→ **Records supplied**:
=== Begin Enclosure ===
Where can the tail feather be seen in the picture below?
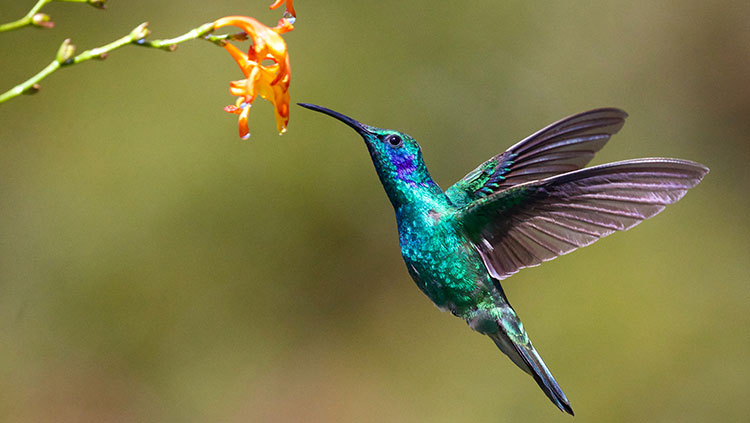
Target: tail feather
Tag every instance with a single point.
=== End Enclosure ===
=== Begin Enclosure ===
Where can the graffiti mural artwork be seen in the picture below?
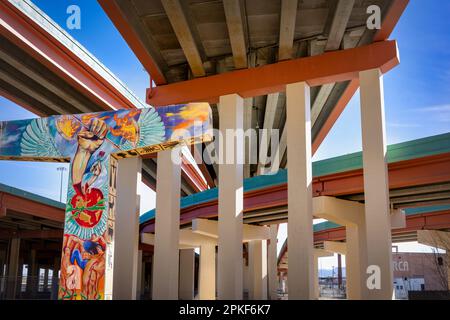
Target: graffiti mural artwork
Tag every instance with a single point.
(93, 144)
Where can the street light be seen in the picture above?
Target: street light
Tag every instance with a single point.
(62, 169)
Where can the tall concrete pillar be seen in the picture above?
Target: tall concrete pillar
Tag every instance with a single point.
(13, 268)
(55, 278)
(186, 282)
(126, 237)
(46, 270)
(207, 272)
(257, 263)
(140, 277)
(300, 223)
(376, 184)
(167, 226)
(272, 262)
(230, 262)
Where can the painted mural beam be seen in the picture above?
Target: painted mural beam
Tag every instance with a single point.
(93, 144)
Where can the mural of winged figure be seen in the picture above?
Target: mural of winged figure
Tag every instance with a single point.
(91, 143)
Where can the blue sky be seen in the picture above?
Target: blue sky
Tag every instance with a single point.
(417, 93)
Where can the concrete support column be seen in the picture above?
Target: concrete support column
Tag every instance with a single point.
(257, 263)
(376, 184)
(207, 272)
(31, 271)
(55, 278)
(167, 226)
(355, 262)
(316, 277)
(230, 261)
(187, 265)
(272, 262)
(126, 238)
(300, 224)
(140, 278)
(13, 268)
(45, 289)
=== End Enclosure ===
From the records above, extract the lines from the one holding "Where can the graffiti" through the one holding "Target: tall concrete pillar", word for word; omit the pictures.

Where can the graffiti mural artwork be seen in the picture below?
Target: graffiti mural artwork
Tag every instance with a single point.
(93, 144)
Where can the street light be seen in the picture above?
Target: street light
Tag every instance with a single point.
(62, 169)
Where can the tall concrete pillar be seen in the picture above?
Target: tall concrete pillar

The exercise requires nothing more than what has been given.